*Task goal*
Exactly reproduce the lines that follow.

________

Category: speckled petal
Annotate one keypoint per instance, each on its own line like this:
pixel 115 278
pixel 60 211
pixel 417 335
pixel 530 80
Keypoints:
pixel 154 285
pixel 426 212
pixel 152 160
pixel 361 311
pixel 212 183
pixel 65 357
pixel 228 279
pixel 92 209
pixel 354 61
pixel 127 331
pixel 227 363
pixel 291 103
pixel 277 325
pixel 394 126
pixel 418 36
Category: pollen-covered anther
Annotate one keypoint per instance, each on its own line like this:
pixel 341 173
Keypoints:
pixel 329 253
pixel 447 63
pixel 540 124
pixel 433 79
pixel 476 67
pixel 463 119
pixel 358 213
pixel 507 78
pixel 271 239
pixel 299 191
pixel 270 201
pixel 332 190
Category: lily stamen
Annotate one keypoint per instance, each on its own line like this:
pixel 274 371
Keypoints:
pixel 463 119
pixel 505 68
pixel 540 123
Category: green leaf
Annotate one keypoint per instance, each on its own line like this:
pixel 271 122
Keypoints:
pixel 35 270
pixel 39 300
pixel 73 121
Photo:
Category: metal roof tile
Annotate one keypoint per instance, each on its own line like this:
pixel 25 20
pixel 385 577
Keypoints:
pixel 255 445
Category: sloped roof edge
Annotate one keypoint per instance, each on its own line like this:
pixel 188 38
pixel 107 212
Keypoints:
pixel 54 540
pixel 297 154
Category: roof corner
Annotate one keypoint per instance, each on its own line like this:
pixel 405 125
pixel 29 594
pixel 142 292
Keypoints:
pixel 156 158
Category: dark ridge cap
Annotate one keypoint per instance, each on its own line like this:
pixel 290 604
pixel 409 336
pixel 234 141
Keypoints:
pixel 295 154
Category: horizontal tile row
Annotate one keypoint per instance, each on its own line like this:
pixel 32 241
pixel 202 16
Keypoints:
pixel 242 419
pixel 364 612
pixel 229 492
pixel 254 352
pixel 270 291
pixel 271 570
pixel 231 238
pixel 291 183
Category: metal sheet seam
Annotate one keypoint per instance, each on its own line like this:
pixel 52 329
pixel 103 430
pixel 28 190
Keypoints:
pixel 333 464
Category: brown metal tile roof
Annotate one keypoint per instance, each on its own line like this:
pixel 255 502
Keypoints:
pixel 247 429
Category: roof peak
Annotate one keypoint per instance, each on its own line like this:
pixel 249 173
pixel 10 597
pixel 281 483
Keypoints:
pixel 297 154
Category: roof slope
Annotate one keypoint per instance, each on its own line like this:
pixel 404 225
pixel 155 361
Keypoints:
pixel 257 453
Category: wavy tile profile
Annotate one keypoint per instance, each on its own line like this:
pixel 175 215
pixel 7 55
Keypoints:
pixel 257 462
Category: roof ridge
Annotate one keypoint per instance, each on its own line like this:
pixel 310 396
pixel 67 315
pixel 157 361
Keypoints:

________

*Written reply*
Category: speckled petal
Annotate one keypoint per instance, each on its own line like this:
pixel 115 278
pixel 60 211
pixel 417 335
pixel 530 80
Keypoints:
pixel 154 285
pixel 426 212
pixel 152 160
pixel 361 311
pixel 212 183
pixel 65 357
pixel 228 279
pixel 92 209
pixel 354 61
pixel 127 331
pixel 227 363
pixel 291 103
pixel 277 325
pixel 394 126
pixel 418 36
Category: pollen-covered anther
Annotate one keypoint per instance, each on its own line like this:
pixel 341 173
Keypoints:
pixel 329 253
pixel 447 63
pixel 540 124
pixel 433 79
pixel 476 67
pixel 463 119
pixel 358 213
pixel 507 78
pixel 271 239
pixel 299 191
pixel 270 201
pixel 332 190
Category: lily stamen
Annotate one keypoint per instance, each on its own line like this:
pixel 274 371
Keypoints:
pixel 463 119
pixel 505 68
pixel 540 123
Category: green leaf
Annotate one keypoint per instance, each on its own line like this:
pixel 271 122
Keypoints:
pixel 35 270
pixel 39 300
pixel 73 121
Photo:
Category: metal roof tile
Annotate one keypoint per instance, each on its own line like this:
pixel 25 20
pixel 385 577
Keypoints:
pixel 255 445
Category: sloped roof edge
Annotate one keypoint per instance, each on its own line like this:
pixel 188 38
pixel 107 212
Keypoints:
pixel 54 540
pixel 297 154
Category: roof corner
Annotate one keypoint per instance, each on its own line like this:
pixel 405 125
pixel 29 594
pixel 142 292
Keypoints:
pixel 156 158
Category: dark ridge cap
Annotate one keypoint per instance, each on its own line like this:
pixel 290 604
pixel 409 336
pixel 234 141
Keypoints:
pixel 295 154
Category: horizontal tile row
Annotate one keypoint per instance, each on its own line like this:
pixel 32 241
pixel 202 16
Keypoints:
pixel 242 419
pixel 364 612
pixel 229 492
pixel 254 352
pixel 270 291
pixel 271 570
pixel 231 238
pixel 291 183
Category: metal sheet seam
Annotate one keypoint per instance, each on its own line like this:
pixel 52 329
pixel 103 430
pixel 28 190
Keypoints:
pixel 333 464
Category: brown metal tile roof
Annotate one keypoint per instance, each on its own line like this:
pixel 255 502
Keypoints:
pixel 247 429
Category: roof peak
Annotate one keypoint per instance, each on its own line like this:
pixel 249 173
pixel 10 597
pixel 281 483
Keypoints:
pixel 297 154
Category: roof slope
Annotate one keypoint per instance, each on its own line like this:
pixel 404 225
pixel 155 361
Keypoints:
pixel 257 453
Category: wavy tile profile
Annotate one keypoint per instance, each on its own line like this:
pixel 175 215
pixel 7 55
Keypoints:
pixel 257 462
Category: roof ridge
Annotate one keypoint per instance, each on its own line like this:
pixel 310 396
pixel 67 315
pixel 157 361
Keypoints:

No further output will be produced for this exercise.